== DATA PROVIDED

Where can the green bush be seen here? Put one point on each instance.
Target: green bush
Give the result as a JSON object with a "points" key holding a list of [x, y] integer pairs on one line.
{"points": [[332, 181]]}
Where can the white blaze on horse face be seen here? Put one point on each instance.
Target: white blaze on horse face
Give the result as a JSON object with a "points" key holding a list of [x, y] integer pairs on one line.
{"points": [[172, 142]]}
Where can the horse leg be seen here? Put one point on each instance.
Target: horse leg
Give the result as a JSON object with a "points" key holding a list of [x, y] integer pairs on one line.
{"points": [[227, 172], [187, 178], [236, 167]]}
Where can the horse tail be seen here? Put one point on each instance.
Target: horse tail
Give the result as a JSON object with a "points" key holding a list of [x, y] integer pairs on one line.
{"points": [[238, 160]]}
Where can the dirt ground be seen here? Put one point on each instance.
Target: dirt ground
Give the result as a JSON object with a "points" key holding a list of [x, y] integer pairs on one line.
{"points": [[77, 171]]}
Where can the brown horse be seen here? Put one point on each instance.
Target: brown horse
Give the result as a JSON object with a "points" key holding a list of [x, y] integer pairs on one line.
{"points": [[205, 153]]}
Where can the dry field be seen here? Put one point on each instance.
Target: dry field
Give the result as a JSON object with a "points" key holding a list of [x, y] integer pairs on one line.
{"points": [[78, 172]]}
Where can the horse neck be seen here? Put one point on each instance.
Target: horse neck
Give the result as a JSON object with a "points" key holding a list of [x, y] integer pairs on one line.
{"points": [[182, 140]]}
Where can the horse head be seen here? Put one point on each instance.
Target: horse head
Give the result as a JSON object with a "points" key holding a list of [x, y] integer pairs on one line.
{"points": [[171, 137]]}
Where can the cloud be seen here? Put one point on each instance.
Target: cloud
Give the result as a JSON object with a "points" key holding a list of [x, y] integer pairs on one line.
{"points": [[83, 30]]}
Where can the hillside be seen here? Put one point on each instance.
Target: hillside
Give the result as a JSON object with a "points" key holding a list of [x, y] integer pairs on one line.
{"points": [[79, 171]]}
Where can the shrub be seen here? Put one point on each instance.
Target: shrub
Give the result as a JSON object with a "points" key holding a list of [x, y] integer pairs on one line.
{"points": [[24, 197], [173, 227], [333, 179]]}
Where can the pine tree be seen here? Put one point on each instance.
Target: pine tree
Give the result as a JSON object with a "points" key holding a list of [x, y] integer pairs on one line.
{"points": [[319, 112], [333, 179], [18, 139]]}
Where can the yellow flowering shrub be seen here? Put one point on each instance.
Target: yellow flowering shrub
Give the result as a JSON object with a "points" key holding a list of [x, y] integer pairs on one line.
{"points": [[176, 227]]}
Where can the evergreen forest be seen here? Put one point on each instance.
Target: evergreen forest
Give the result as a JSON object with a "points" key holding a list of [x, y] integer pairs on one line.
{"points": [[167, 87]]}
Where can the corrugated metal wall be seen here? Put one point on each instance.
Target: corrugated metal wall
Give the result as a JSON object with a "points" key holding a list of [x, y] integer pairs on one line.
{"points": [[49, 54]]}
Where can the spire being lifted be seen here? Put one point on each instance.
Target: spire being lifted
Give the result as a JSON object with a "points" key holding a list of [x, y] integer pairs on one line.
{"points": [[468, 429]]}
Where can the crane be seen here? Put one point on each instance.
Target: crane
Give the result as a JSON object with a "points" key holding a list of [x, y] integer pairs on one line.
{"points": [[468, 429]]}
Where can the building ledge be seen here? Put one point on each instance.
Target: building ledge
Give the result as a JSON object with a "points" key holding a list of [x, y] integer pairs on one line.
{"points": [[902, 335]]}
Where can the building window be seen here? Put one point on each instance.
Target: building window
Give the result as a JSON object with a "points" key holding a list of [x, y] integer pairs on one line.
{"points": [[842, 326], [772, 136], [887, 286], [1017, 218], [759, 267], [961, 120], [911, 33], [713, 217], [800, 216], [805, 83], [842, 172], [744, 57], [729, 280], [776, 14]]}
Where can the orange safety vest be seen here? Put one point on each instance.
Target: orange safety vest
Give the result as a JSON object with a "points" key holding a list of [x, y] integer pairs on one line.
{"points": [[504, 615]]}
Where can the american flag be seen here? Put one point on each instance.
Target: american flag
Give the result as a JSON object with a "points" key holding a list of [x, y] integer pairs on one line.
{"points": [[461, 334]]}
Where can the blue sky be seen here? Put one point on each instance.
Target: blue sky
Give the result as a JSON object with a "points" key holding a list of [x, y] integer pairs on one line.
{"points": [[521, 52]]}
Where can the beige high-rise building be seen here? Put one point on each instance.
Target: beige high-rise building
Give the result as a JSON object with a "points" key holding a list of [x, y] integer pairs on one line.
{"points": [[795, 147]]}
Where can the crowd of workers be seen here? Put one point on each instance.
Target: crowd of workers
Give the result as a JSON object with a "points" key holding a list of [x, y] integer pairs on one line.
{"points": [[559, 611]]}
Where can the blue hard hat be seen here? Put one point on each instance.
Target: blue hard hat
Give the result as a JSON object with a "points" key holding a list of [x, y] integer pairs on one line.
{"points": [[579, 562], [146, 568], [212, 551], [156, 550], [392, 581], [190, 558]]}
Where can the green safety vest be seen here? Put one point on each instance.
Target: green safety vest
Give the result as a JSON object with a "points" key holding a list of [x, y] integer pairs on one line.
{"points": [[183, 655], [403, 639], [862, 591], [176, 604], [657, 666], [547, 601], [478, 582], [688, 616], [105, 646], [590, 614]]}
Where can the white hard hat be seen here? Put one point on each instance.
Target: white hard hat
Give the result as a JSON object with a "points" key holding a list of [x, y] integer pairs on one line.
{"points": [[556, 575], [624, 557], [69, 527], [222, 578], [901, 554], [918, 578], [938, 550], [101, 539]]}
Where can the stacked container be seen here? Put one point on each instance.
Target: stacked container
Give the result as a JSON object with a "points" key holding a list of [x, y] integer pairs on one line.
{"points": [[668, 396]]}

====

Output the listing above without altering a single character.

Where can the green bush be seen here? Put one point on each instance.
Target: green bush
Give the result as a JSON object with a "points" key holding a list of [x, y] integer pairs on one line.
{"points": [[332, 181]]}
Where can the white blaze on horse face be seen here? Put one point on each instance.
Target: white blaze on horse face
Give the result as a JSON object with a "points" key holding a list of [x, y] integer pairs on one line.
{"points": [[172, 142]]}
Where can the horse leg be seen here? Put one point on each instance.
Target: horse leg
Give the result as a JSON object with a "points" key holding a list of [x, y] integer pairs on one line.
{"points": [[227, 172], [187, 178], [236, 167]]}
Where can the horse tail be seen here? Put one point on each instance.
Target: horse tail
Give the result as a JSON object with a "points" key holding a list of [x, y] integer pairs on one line.
{"points": [[238, 160]]}
Where can the dirt ground be seen here? Put one point on each instance.
Target: dirt ground
Give the result as a JSON object with a "points" key holding a list of [x, y] integer pairs on one line.
{"points": [[77, 171]]}
Where can the brown horse be seen here? Put one point on each instance.
Target: brown horse
Give the result as a JSON object with a "points" key holding a list of [x, y] integer pairs on one line.
{"points": [[205, 153]]}
Where can the dry field be seen here? Put one point on each instance.
Target: dry field
Give the result as a JSON object with a "points" key holding a list of [x, y] integer pairs on one line.
{"points": [[78, 172]]}
Where can the horse neck be seen here? Put one point on each instance.
Target: horse neck
Give the result as a JSON object with a "points" key holding a list of [x, y] integer pairs on one line.
{"points": [[182, 140]]}
Where can the horse head be seen here? Put one point on each instance.
Target: horse head
Give the result as a JSON object with a "points" key holding a list of [x, y] integer pairs on one line.
{"points": [[171, 137]]}
Where can the cloud be seen here? Put one point on each instance.
Target: cloud
Give the result as a JSON object with a "points" key holding a list of [x, y] integer pairs on one line.
{"points": [[83, 30]]}
Where can the hillside be seen here? Put one point on each instance.
Target: hillside
Give the result as a JSON object with a "points" key holding a list of [x, y] integer pairs on one line.
{"points": [[79, 171]]}
Where can the shrub be seen here? Put one point on each instance.
Target: shrub
Give the result as a JSON object with a "points" key holding a list of [x, y] integer pairs on one line.
{"points": [[24, 197], [173, 227], [333, 179]]}
Where can the pine tree be seen here? Put one point on each instance.
Target: pine tree
Give the result as a JSON object with a "points" key holding a list of [x, y] integer pairs on one line.
{"points": [[319, 112], [333, 179], [18, 139]]}
Where can the yellow flowering shrub be seen here? Put one point on each instance.
Target: yellow flowering shrub
Give the result as a JSON object with a "points" key holding a list of [x, y] integer pairs on one line.
{"points": [[176, 227]]}
Where can the evergreen forest be seen here? Put one point on each instance.
Target: evergreen forest
Give the result as a JSON object with a "points" key holding a list of [x, y] integer pairs on one line.
{"points": [[167, 87]]}
Where can the corrugated metal wall be seen here? Put one point on each instance.
Target: corrugated metal wall
Give the result as a JSON object with a "points" key holding a list of [x, y] integer pairs on one line.
{"points": [[49, 54]]}
Where can the spire being lifted be seen here? Put one point on each instance.
Target: spire being lifted
Give the result as a JSON object with a "points" key holding a list of [x, y] integer pairs on one line.
{"points": [[468, 429]]}
Where can the crane be seen here? Put one point on each instance.
Target: crane
Give the result as a JSON object with a "points" key holding a list of [x, y] integer pairs on one line.
{"points": [[468, 429]]}
Where can the building ledge be seen here? Put one point on each instance.
Target: building ledge
Give the result as a JSON object with a "points" key holding a list of [x, y] integer pairs on one line.
{"points": [[902, 335]]}
Where can the building window be seen here? Put one point on each instance.
Target: building window
Give the result as a JSON object with a "points" key holding a list of [x, y] integer pairs on one line.
{"points": [[842, 326], [772, 136], [887, 286], [1017, 218], [759, 267], [961, 120], [911, 33], [713, 217], [800, 216], [805, 83], [842, 172], [744, 57], [729, 280], [776, 14]]}
Where can the orange safety vest be seen here? Put one point on each instance.
Target: orange safety vest
Give the result as a JSON object with a "points" key holding a list of [x, y] integer pairs on one line.
{"points": [[504, 615]]}
Where can the american flag be seen here? Put one point on each instance.
Target: american flag
Give the result as a JSON object with a "points" key holding a list of [x, y] integer pairs on one line.
{"points": [[461, 334]]}
Where can the blue sky be seen here? Put one point on each instance.
Target: blue sky
Give the result as a JSON object with a "points" key holding a list of [x, y] integer pairs on one line.
{"points": [[521, 52]]}
Where can the beige high-rise building be seen here? Put one point on each instance.
Target: beige high-rise building
Give the result as a JSON object with a "points" key holding a list of [x, y] integer pairs on one line.
{"points": [[795, 147]]}
Where can the crowd of workers be seen here? Put one point on each instance.
Target: crowd of workers
Give the result as a JSON object with a "points" key holding a list of [x, y] integer pairs on one line.
{"points": [[559, 611]]}
Where can the blue hard hat be seen here? Put one point on each instance.
Target: blue hard hat
Give the result as a JSON object with a "points" key holding a list of [x, y] integer pairs on one line.
{"points": [[579, 562], [146, 568], [212, 551], [156, 550], [392, 581], [190, 558]]}
Where can the green safety vest be seen here? Put one point on each instance.
Target: green safety vest
Give the result as a JSON object with a "points" key holding a list of [x, y] integer pairs on one line.
{"points": [[183, 655], [403, 639], [862, 591], [176, 604], [657, 666], [547, 601], [478, 582], [688, 616], [105, 646], [590, 614]]}
Where can the white hard hat be seen here? Put one point on each instance.
Target: white hard hat
Give the result as a JSON object with a "points" key holding a list of [x, y] integer pairs on one line.
{"points": [[556, 575], [624, 557], [69, 527], [222, 578], [901, 554], [918, 578], [938, 550], [101, 539]]}
Where can the stacked container be seen here? Put one point on each instance.
Target: stacked container
Give the result as a JSON object with a "points" key holding a list of [x, y] integer pairs on one line.
{"points": [[668, 396]]}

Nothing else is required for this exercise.